Boundary labeling items
>> Start

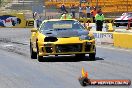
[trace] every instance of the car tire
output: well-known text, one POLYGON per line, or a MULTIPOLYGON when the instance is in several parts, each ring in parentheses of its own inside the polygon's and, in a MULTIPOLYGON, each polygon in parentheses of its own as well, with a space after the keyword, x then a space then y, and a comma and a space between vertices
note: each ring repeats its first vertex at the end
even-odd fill
POLYGON ((31 42, 30 42, 30 55, 31 55, 31 59, 37 59, 37 52, 33 51, 31 42))
POLYGON ((39 54, 37 54, 37 59, 39 62, 43 62, 43 56, 39 56, 39 54))
POLYGON ((89 54, 89 58, 90 58, 90 60, 92 60, 92 61, 94 61, 95 60, 95 53, 90 53, 89 54))
POLYGON ((84 58, 85 57, 85 54, 75 54, 75 56, 77 57, 77 58, 84 58))

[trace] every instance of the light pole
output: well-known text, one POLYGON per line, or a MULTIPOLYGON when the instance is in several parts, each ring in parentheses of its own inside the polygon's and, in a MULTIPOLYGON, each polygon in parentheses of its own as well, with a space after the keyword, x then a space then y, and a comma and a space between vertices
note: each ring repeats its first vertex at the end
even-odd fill
POLYGON ((96 0, 96 8, 98 9, 98 0, 96 0))

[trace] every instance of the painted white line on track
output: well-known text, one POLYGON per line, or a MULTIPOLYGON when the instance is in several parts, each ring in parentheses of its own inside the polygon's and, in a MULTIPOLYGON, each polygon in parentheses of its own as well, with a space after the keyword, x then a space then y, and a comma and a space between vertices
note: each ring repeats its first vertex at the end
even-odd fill
POLYGON ((97 45, 96 47, 104 48, 104 49, 110 49, 110 50, 117 50, 117 51, 132 52, 132 50, 129 50, 129 49, 120 49, 120 48, 112 47, 112 46, 102 46, 102 45, 97 45))

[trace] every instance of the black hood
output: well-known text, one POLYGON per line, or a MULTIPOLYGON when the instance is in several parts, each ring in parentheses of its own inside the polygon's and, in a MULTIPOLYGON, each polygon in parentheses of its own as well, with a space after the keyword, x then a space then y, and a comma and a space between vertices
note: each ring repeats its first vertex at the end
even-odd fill
POLYGON ((77 37, 81 35, 88 35, 87 30, 68 30, 68 29, 54 29, 54 30, 45 30, 43 34, 47 37, 77 37))

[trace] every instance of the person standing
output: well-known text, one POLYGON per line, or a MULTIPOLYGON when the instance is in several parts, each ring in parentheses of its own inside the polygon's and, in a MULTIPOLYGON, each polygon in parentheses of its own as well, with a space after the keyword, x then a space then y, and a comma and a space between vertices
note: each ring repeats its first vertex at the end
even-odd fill
POLYGON ((72 19, 72 16, 66 11, 64 14, 62 14, 60 19, 72 19))
POLYGON ((60 9, 61 9, 62 14, 67 11, 64 4, 61 5, 60 9))
POLYGON ((90 6, 86 6, 87 18, 90 18, 90 6))
POLYGON ((96 8, 94 7, 94 9, 91 11, 91 15, 92 15, 92 18, 93 18, 93 23, 95 23, 95 15, 97 14, 97 10, 96 8))
POLYGON ((71 6, 71 13, 72 13, 72 17, 75 18, 75 6, 74 5, 71 6))
POLYGON ((96 20, 96 30, 97 31, 102 31, 103 21, 104 21, 103 13, 98 11, 97 14, 95 15, 95 20, 96 20))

>> End

Convert the items above into a CSV with the columns instruction and outline, giving each instruction and its answer one row. Put each field in quotes with line breaks changed to spaces, and leave out the pictures.

instruction,outline
"[trace] every instance of the car tire output: well-known text, one POLYGON per line, or a MULTIPOLYGON when the instance is in several parts, each ring in parentheses of its own inside the polygon's and, in a MULTIPOLYGON, each polygon in parentheses of its own as well, with a space after the keyword, x then a space then y, and a comma and a space between vertices note: each ring repeats its first vertex at the end even-odd fill","POLYGON ((31 42, 30 42, 30 55, 31 55, 31 59, 37 59, 37 52, 33 51, 31 42)) POLYGON ((39 54, 37 54, 37 59, 39 62, 43 62, 43 56, 39 56, 39 54)) POLYGON ((89 54, 89 58, 90 58, 90 60, 92 60, 92 61, 94 61, 95 60, 95 53, 90 53, 89 54)) POLYGON ((84 58, 85 57, 85 54, 75 54, 75 56, 77 57, 77 58, 84 58))"
"[trace] every instance of the light pole output: well-known text, one POLYGON per line, or a MULTIPOLYGON when the instance is in several parts, each ring in parentheses of its own inside the polygon's and, in a MULTIPOLYGON, each polygon in parentheses of its own as well, with a space after the keyword, x then a space then y, and a comma and a space between vertices note: each ring repeats its first vertex at the end even-odd fill","POLYGON ((96 0, 96 8, 98 9, 98 0, 96 0))"
"[trace] every instance of the painted white line on track output: well-known text, one POLYGON per line, or a MULTIPOLYGON when the instance is in several parts, each ring in parentheses of its own inside the polygon's and, in a MULTIPOLYGON, each polygon in parentheses of its own as well, with a space after the keyword, x then a space then y, and a comma and a space between vertices note: each ring repeats its first vertex at the end even-odd fill","POLYGON ((97 45, 96 47, 104 48, 104 49, 110 49, 110 50, 117 50, 117 51, 132 52, 132 50, 129 50, 129 49, 120 49, 120 48, 112 47, 112 46, 102 46, 102 45, 97 45))"
"[trace] every instance of the black hood output: well-known text, one POLYGON per line, or a MULTIPOLYGON when the instance is in several parts, each ring in parentheses of its own inside the polygon's and, in a MULTIPOLYGON, each polygon in parentheses of its own as well, with a space after the keyword, x then a space then y, and a comma and a space between vertices note: each ring repeats its first vertex at the end even-odd fill","POLYGON ((77 37, 81 35, 88 35, 87 30, 68 30, 68 29, 54 29, 54 30, 45 30, 43 34, 47 37, 77 37))"
"[trace] every instance of the person standing output: well-known text, one POLYGON per line, or a MULTIPOLYGON when the instance is in several parts, each ring in parentheses of its own inside the polygon's and, in a MULTIPOLYGON, each polygon in parentheses of its own as well, with a space after the keyword, x then a space then y, and a comma and a space between vertices note: each ring repeats its first vertex at the end even-odd fill","POLYGON ((72 19, 72 16, 66 11, 64 14, 62 14, 60 19, 72 19)) POLYGON ((60 9, 61 9, 62 14, 67 11, 64 4, 61 5, 60 9)) POLYGON ((90 6, 86 6, 87 18, 90 18, 90 6)) POLYGON ((96 8, 94 7, 94 9, 91 11, 91 15, 92 15, 92 18, 93 18, 93 23, 95 23, 95 15, 97 14, 97 10, 96 8)) POLYGON ((71 6, 71 13, 72 13, 72 17, 75 18, 75 6, 74 5, 71 6)) POLYGON ((96 20, 96 30, 97 31, 102 31, 103 21, 104 21, 103 13, 98 11, 97 14, 95 15, 95 20, 96 20))"